Exercise description: Format the lines of the material from its first line through the line containing "[117,121,125,144]" as a JSON list of strings, one string per line, with blank lines omitted.

Items from a data source:

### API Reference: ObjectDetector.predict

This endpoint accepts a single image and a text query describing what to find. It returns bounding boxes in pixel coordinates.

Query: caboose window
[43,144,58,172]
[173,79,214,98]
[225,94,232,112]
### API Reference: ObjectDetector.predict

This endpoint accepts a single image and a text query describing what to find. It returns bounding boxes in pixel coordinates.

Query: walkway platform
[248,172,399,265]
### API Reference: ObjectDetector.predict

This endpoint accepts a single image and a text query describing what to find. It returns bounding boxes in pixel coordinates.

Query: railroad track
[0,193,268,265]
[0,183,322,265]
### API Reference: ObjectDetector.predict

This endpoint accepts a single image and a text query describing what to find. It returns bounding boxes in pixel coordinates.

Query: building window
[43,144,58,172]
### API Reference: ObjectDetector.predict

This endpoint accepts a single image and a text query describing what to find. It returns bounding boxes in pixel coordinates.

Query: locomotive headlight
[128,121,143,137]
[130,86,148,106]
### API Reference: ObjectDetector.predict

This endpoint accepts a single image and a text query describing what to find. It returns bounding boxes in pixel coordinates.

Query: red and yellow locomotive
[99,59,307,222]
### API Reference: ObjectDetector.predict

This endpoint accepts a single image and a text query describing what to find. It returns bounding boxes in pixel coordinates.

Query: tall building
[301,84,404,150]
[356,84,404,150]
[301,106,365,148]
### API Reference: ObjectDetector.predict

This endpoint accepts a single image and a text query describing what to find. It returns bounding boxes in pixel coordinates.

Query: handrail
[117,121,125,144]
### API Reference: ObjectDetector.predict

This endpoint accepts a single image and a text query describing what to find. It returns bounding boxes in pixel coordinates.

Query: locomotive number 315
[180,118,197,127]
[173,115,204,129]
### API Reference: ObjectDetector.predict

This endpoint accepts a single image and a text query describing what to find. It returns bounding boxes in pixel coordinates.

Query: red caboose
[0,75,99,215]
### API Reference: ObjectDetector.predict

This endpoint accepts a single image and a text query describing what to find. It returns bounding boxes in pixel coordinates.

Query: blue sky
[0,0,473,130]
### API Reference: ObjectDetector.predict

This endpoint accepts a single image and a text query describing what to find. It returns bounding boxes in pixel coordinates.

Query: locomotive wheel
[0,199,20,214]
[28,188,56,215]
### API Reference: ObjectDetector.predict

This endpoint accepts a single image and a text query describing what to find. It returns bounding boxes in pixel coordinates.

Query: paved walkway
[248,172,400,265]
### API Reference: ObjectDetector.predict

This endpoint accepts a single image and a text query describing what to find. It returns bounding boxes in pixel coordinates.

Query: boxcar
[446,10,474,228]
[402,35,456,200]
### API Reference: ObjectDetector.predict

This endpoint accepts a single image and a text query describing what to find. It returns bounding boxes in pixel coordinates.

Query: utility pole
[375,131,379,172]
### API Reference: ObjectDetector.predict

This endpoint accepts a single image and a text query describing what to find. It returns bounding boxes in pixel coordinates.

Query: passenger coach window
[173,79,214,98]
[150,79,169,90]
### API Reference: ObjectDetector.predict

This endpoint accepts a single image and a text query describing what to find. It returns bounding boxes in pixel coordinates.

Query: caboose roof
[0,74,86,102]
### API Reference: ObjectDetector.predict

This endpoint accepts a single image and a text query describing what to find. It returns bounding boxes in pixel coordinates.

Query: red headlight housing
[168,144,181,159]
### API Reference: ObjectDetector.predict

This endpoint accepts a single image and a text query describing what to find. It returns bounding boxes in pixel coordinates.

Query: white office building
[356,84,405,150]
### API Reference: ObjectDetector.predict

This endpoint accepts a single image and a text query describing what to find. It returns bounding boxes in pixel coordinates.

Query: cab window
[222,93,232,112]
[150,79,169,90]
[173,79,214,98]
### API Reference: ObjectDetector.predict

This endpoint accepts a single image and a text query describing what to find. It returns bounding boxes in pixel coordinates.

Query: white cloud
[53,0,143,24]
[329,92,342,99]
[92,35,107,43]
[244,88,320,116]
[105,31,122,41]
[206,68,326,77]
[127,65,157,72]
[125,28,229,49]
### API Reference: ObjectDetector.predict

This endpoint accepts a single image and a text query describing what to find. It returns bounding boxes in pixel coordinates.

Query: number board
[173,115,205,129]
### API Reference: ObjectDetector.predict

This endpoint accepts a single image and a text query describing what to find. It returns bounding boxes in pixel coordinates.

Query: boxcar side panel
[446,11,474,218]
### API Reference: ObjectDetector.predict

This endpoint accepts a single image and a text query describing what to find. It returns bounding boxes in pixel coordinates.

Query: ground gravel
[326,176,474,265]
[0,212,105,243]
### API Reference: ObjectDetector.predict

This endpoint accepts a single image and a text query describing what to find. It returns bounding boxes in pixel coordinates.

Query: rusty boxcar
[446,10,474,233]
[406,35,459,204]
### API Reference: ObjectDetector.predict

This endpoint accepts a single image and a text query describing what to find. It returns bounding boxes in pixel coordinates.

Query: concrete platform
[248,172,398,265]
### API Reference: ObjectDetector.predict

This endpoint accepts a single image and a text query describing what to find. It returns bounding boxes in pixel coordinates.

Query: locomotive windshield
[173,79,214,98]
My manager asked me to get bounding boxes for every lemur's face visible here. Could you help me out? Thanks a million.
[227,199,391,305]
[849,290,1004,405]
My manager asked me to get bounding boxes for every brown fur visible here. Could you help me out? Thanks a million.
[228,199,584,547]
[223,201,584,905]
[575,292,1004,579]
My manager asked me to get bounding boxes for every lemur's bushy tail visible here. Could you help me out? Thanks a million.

Answer to the exercise:
[
  "### API Reference: ObjectDetector.predict",
  "This endpoint accepts a single image and a text query describing what to find. It returns bounding boxes in pixel coordinates.",
  "Query: caboose window",
  "[43,144,58,172]",
  "[173,79,214,98]",
  "[225,94,232,112]",
  "### API Reference: ObjectDetector.predict",
  "This endpoint accepts a single image and a text query describing what to find. It returns bounding boxes in pixel coordinates.",
  "Query: walkway platform",
  "[248,172,399,265]",
  "### API Reference: ObjectDetector.predict",
  "This endpoint accepts a single image and a text query describing what to find. It returns bounding boxes in pixel coordinates.",
  "Query: railroad track",
  "[0,193,268,265]",
  "[0,183,322,265]",
  "### API Reference: ObjectDetector.predict",
  "This endpoint accepts a single image and a text query describing what to find. It returns bounding boxes in pixel coordinates.",
  "Query: building window",
  "[43,144,58,172]",
  "### API Reference: ObjectDetector.predict",
  "This endpoint accepts a single image and a text query describing what to find. It returns bounding boxes in pixel coordinates.",
  "Query: locomotive headlight",
  "[128,121,143,137]",
  "[130,86,148,106]",
  "### API Reference: ObjectDetector.predict",
  "This endpoint accepts a single image and a text query describing what to find. It returns bounding boxes in pixel coordinates.",
  "Query: red and yellow locomotive",
  "[99,59,307,222]",
  "### API Reference: ObjectDetector.predict",
  "This endpoint accepts a single image and a text query describing what to find. It returns bounding boxes in pixel coordinates.",
  "Query: tall building",
  "[301,84,404,150]",
  "[356,84,404,150]",
  "[301,106,365,148]",
  "### API Reference: ObjectDetector.predict",
  "This endpoint accepts a single image and a text query describing what to find. It returns bounding boxes in pixel coordinates.",
  "Query: handrail",
  "[117,121,125,144]"
]